The data -
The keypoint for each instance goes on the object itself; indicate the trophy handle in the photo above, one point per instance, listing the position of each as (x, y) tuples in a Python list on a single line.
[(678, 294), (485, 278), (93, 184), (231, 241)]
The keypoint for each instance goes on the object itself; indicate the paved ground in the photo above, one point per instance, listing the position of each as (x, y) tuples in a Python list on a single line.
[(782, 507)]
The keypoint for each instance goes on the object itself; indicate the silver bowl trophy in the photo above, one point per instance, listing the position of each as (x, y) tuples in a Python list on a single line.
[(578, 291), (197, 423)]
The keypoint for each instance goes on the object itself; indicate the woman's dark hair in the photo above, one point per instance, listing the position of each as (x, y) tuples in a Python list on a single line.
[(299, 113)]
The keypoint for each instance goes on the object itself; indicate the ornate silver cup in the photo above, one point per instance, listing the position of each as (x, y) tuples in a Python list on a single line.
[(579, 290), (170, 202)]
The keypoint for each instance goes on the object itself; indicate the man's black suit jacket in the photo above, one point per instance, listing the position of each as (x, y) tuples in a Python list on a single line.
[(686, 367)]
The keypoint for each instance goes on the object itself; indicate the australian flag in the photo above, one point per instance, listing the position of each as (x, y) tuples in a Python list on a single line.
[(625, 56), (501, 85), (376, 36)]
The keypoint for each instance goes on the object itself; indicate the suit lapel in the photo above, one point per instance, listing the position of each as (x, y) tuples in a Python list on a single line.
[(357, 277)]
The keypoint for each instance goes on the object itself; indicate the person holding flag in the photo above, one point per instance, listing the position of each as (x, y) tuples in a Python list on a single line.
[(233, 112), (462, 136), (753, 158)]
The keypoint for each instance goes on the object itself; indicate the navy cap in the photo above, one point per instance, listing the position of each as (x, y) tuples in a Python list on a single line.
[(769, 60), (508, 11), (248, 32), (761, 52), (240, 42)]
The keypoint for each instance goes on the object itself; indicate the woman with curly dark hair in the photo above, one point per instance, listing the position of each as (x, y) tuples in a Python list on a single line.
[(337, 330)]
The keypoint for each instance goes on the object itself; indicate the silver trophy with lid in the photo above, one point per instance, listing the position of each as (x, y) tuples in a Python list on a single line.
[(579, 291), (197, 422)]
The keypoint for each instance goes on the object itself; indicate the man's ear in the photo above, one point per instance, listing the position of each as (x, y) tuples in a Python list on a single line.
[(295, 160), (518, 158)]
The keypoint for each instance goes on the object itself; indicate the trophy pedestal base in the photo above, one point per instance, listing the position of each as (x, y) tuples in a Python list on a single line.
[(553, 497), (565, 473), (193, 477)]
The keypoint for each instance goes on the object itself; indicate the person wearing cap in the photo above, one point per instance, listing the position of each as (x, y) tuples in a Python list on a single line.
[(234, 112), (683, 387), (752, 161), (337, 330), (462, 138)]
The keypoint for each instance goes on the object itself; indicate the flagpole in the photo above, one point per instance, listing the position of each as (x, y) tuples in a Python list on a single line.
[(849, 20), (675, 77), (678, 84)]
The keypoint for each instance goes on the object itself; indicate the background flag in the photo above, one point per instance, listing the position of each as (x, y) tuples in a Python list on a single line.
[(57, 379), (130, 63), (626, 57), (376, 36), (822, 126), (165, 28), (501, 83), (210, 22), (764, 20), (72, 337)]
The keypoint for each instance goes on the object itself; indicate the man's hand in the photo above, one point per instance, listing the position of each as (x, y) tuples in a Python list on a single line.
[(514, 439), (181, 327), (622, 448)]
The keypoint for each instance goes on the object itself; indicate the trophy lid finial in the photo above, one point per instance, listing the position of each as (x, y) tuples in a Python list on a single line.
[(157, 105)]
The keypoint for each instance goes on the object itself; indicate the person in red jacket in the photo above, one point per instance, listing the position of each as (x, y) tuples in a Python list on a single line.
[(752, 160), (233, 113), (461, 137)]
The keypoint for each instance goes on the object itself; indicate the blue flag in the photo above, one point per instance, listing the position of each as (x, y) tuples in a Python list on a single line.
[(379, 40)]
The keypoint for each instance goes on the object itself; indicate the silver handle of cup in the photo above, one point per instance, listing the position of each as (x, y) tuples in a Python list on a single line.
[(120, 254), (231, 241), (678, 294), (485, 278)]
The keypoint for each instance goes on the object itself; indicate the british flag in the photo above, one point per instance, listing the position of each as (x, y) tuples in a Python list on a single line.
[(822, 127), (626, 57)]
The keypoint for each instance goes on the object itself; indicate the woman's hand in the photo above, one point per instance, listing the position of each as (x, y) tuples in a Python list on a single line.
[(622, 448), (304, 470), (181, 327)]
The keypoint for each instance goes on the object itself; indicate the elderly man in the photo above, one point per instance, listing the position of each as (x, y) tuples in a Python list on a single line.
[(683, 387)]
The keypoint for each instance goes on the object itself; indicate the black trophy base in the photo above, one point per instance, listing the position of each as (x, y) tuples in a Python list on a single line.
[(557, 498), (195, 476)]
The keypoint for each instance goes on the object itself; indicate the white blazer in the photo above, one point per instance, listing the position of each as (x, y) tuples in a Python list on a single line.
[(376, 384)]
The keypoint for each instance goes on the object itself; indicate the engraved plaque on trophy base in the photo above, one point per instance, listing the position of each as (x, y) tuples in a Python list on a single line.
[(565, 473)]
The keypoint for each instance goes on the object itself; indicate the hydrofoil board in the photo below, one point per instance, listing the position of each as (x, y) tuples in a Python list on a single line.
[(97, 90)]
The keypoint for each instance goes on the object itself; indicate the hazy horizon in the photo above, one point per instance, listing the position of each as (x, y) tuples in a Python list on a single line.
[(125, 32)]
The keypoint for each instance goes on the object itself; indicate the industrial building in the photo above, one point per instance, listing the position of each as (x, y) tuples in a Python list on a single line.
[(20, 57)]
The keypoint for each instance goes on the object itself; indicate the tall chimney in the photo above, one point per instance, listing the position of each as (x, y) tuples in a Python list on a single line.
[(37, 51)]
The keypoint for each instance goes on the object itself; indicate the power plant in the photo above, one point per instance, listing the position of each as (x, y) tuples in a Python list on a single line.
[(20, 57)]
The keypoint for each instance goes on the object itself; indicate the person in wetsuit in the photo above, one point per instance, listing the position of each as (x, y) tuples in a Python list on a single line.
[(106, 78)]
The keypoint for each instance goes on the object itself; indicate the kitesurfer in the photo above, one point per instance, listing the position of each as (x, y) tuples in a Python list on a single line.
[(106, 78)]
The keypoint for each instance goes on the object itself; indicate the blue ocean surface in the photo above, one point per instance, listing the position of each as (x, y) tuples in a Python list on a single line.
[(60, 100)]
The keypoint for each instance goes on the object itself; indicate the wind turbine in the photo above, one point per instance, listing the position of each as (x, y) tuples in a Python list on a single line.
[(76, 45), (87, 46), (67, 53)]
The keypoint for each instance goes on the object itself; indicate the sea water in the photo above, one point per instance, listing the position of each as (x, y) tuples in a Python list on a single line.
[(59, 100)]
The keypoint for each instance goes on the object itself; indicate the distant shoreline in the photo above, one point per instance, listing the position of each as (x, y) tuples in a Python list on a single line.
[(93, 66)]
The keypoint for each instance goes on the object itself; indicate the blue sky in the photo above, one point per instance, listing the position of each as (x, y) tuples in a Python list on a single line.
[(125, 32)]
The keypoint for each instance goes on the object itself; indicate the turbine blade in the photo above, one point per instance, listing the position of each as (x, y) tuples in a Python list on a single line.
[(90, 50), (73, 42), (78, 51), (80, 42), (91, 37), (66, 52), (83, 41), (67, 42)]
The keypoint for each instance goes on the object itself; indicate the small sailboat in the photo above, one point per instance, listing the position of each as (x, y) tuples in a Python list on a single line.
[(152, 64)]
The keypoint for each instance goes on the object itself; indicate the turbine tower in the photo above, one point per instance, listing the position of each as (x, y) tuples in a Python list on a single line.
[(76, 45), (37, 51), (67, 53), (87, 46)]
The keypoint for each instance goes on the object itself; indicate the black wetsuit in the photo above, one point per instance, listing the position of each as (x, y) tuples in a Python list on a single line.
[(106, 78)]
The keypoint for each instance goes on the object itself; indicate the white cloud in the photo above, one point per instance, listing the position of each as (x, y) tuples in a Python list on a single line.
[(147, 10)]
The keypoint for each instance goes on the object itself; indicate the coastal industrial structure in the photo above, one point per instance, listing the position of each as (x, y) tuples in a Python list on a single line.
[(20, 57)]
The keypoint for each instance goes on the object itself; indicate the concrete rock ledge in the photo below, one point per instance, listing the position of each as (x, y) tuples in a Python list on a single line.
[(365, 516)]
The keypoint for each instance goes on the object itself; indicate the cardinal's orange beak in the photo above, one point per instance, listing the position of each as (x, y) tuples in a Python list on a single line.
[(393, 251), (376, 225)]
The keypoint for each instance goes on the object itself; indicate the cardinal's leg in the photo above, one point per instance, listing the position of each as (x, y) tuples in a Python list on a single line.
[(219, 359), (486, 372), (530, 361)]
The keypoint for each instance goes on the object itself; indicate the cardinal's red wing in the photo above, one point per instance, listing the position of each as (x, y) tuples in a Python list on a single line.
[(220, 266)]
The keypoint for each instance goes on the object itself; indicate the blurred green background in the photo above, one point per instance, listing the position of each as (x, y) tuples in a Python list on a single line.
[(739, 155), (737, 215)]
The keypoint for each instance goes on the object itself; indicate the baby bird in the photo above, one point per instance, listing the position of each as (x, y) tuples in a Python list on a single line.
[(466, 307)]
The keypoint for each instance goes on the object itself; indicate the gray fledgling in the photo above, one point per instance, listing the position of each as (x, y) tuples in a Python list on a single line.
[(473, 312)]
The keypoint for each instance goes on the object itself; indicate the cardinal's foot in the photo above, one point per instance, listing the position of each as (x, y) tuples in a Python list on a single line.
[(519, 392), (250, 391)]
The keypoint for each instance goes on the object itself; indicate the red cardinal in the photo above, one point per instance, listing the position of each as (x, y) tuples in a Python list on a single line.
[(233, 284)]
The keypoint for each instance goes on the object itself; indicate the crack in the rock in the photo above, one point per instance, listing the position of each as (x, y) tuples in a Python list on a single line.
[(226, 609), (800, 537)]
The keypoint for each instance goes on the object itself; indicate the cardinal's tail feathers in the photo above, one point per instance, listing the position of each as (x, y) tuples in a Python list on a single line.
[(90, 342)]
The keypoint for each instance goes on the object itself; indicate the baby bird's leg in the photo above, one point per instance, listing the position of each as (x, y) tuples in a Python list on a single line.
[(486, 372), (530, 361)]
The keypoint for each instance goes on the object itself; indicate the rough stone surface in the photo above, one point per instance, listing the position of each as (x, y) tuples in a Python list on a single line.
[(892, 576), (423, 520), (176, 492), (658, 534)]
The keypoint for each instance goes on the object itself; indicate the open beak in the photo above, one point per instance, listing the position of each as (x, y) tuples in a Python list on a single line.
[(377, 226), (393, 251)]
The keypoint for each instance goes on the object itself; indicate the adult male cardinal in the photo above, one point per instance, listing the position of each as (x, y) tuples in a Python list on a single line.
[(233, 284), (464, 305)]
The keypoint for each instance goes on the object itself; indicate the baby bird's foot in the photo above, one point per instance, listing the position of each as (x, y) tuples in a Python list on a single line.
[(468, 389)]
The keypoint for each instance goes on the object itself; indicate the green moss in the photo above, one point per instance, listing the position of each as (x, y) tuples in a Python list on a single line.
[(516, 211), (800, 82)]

Exercise directions - Reproduce the lines from the one containing "baby bird's leg" to the end of the entries, keeping both ends and adding nothing.

Solution to the problem -
The keypoint for each instance goes on the object itself; indicate the baby bird's leg in the photo above, one point per instance, listing the position of each as (x, y) tuples in a Python list on a single line.
[(486, 372), (530, 361)]
The keypoint for each instance goes on the object itself; indicate the rough stone surface in the photo above, one point per instance, listing the position of each as (x, y) tuples in a Python list on a single line.
[(892, 576), (423, 520), (176, 492), (658, 534)]
The keypoint for each instance goes on the object itself; indicate the open beak in the photo above, one point per instance, listing the position of each as (x, y) tuples in a Python list on a single line.
[(377, 226), (393, 251)]
The keypoint for each instance goes on the object itself; indicate the adult male cardinal in the photo above, one point per instance, listing the position of each as (x, y) tuples in a Python list on a single line.
[(233, 284), (464, 305)]
The keypoint for each instance goes on the object itself; indicate the baby bird's foot in the photo above, one point per instance, listing the position of each as (x, y) tuples in a Python list on a single line.
[(468, 389)]
The keypoint for each instance goes on the object itself; indicate the green moss in the photo above, one point per instance, listing the position of each as (x, y) tuples in a Python list on a single line.
[(516, 211), (800, 82)]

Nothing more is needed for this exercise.